- Task details -
Every entry must come back exactly as it was given.

- Provided material -
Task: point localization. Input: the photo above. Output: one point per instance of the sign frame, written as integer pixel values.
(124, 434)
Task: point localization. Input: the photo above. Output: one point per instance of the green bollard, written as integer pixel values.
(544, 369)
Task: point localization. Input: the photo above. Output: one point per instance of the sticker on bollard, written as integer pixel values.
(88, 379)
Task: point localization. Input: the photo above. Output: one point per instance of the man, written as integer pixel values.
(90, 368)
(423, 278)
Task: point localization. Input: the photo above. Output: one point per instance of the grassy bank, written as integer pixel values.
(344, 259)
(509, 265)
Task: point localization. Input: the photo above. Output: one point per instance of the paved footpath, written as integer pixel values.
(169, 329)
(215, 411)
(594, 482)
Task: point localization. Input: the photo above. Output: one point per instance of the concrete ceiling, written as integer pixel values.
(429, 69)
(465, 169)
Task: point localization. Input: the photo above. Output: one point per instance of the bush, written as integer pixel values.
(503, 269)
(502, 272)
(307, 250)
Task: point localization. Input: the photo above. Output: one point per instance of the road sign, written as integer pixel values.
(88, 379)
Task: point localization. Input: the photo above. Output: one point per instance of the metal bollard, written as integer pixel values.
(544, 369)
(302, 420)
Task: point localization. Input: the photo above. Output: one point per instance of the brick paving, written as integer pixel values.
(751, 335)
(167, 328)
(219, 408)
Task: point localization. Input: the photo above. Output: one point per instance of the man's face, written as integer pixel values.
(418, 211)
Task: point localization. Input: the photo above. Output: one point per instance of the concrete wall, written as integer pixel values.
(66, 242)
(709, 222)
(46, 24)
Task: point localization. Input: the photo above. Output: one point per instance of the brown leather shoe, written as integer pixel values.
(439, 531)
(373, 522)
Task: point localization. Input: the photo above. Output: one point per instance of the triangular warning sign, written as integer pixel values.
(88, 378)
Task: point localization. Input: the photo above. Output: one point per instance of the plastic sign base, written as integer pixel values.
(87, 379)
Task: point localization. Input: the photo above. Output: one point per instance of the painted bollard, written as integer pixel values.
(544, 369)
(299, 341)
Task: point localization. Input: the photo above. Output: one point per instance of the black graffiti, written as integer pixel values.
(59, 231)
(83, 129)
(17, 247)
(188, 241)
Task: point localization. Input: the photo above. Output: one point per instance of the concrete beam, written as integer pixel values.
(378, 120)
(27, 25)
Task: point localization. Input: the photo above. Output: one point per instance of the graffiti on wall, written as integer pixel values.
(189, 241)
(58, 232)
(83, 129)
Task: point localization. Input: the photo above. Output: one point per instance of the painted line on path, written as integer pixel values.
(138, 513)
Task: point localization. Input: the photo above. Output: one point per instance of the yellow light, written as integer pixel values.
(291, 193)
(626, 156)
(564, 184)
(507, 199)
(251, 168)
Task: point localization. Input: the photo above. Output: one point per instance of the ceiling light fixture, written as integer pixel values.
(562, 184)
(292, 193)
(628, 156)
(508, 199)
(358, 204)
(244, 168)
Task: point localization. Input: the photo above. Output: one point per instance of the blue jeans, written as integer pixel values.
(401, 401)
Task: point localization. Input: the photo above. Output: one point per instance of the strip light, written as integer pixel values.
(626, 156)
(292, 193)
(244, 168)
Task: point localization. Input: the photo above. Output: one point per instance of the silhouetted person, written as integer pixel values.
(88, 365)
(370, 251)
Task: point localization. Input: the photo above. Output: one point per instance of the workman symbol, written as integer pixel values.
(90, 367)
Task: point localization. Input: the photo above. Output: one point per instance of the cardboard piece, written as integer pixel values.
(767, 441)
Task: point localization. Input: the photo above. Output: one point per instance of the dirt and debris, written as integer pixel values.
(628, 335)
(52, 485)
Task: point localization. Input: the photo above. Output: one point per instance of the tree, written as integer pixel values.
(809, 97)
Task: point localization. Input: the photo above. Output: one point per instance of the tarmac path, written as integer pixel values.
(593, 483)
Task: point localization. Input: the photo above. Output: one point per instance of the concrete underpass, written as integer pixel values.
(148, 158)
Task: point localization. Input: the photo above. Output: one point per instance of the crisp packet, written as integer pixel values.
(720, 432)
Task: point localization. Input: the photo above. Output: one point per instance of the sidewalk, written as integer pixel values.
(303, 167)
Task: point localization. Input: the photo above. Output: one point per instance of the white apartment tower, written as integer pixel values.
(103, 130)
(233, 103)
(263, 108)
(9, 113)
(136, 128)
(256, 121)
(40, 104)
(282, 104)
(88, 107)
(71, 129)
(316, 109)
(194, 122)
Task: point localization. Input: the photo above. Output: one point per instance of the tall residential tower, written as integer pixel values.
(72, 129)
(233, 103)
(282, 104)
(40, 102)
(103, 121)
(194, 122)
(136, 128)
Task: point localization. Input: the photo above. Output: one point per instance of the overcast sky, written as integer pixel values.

- Exercise response -
Task: point localization. Input: the photo above. Output: one point per instance of the sign frame, written as integer pixel values.
(124, 434)
Task: point localization. Input: the photo above. Output: one point per instance of the green bollard, written as integer pixel values.
(544, 369)
Task: point localization. Input: the photo above. Output: one point per instance of the sticker on bollard, written as integer pixel values.
(88, 379)
Task: point localization. Input: the photo above. Output: one point per instance of the man, written as integer pixel values.
(90, 368)
(423, 278)
Task: point localization. Input: the photo above. Output: one point per instance of the grassy bank, written as integer pixel values.
(344, 259)
(509, 265)
Task: point localization. Input: the photo above. Output: one point per instance of the paved footpath, written as integer pixel values.
(169, 329)
(215, 411)
(594, 482)
Task: point localization. Input: the photo above. Output: one point per instance of the concrete ceiling, written as integer pixel values.
(429, 69)
(465, 169)
Task: point localization. Input: the photo above. Output: one point per instance of the bush, written as integer pixel values.
(503, 269)
(502, 272)
(307, 250)
Task: point localization. Input: the photo above. Output: one point per instance of the road sign, written as integer pixel values.
(88, 379)
Task: point localization. Input: the photo above. Output: one point per instance of the metal bollard, written as integer pixel values.
(544, 369)
(302, 420)
Task: point localization. Input: the photo above. Output: one point per instance of the brick paving, written as integer pixel values.
(751, 335)
(167, 328)
(219, 408)
Task: point localization. Input: the photo above. Output: one point per instance of the man's face, written as integer pixel values.
(418, 211)
Task: point localization. Input: the photo above. Output: one point per instance of the concrete wall, written as integer pixel values.
(66, 242)
(709, 222)
(46, 24)
Task: point localization. Input: the photo above. Output: one point per instance of the brown leather shoe, written as integer pixel values.
(439, 531)
(373, 522)
Task: point localization. Input: the photo above. Output: one point per instance of the triangular warning sign, written as integer pixel values.
(88, 378)
Task: point localization. Input: the photo above. Output: one point per instance of the plastic sign base, written as integer pixel values.
(87, 379)
Task: point localization. Input: the photo above. Output: one point per instance of the painted bollard, written as integer pixel values.
(544, 369)
(299, 341)
Task: point localization. Input: the photo above. Output: one point per instance of the black graffiti, written as integer pixel values.
(59, 231)
(83, 129)
(17, 247)
(188, 241)
Task: point localization. Input: the photo above. Output: one point per instance of the concrete beam, written as integer pixel values.
(378, 120)
(27, 25)
Task: point localization. Input: the photo above. Output: one point per instance of the graffiti on wall, written as integer pixel values.
(189, 241)
(58, 232)
(83, 129)
Task: point localization. Input: the photo above. Output: one point per instance of the painted line on path, written as integer pixel values.
(138, 513)
Task: point localization. Input: the photo above. Output: one point per instance of the yellow light, written as integer pixel values.
(291, 193)
(626, 156)
(564, 184)
(507, 199)
(251, 168)
Task: point localization. Input: the photo above. Output: one point per instance of the ceiling light fixture, written as integer pixel values.
(562, 184)
(292, 193)
(628, 156)
(508, 199)
(358, 204)
(244, 168)
Task: point localization. Input: the photo above. Output: one point per instance of the blue jeans, written as integer pixel values.
(401, 401)
Task: point localization. Input: the photo above. Output: one point per instance of the strip light, written as integer pixel values.
(626, 156)
(292, 193)
(244, 168)
Task: point localization. Input: the photo above. Output: one point per instance of the silhouetted person, written as integer pixel values.
(88, 365)
(370, 251)
Task: point localization. Input: the photo above. Output: one point per instance of the workman symbol, written as integer pixel values.
(90, 367)
Task: point localization. Input: the photo above. Output: one point per instance of the cardboard piece, written as integer pixel values.
(767, 441)
Task: point localization. Input: the photo above. Output: one point per instance of the dirt and debris, written as integer pixel values.
(628, 335)
(52, 485)
Task: point localization. Input: the photo above. Output: one point per instance of the tree, written as integer pixel values.
(809, 97)
Task: point localization. Input: the photo above. Output: one point per instance of the tarmac path, written as integer pixel values.
(593, 483)
Task: point localization. Input: the photo above. Output: one point per instance of the concrete underpass, written as integer pixel values.
(148, 158)
Task: point localization. Input: the photo above. Output: one point per instance of the crisp packet, written as integer pixel values.
(720, 432)
Task: point localization. Input: the photo above. Output: one point per instance of the sidewalk, written as integer pixel values.
(303, 167)
Task: point localization. Input: the photo above. Output: one point per instance of the white apartment tower, written as integer pixel values.
(103, 130)
(233, 103)
(263, 108)
(9, 113)
(136, 128)
(256, 121)
(40, 104)
(282, 104)
(88, 107)
(71, 129)
(316, 109)
(194, 122)
Task: point localization. Input: the photo above. Output: one point per instance of the tall residential tower, written as integer pixel values.
(72, 129)
(233, 103)
(282, 104)
(40, 102)
(103, 121)
(194, 122)
(136, 128)
Task: point localization. Input: the photo above. Output: one point per instance of the overcast sky, written as integer pixel values.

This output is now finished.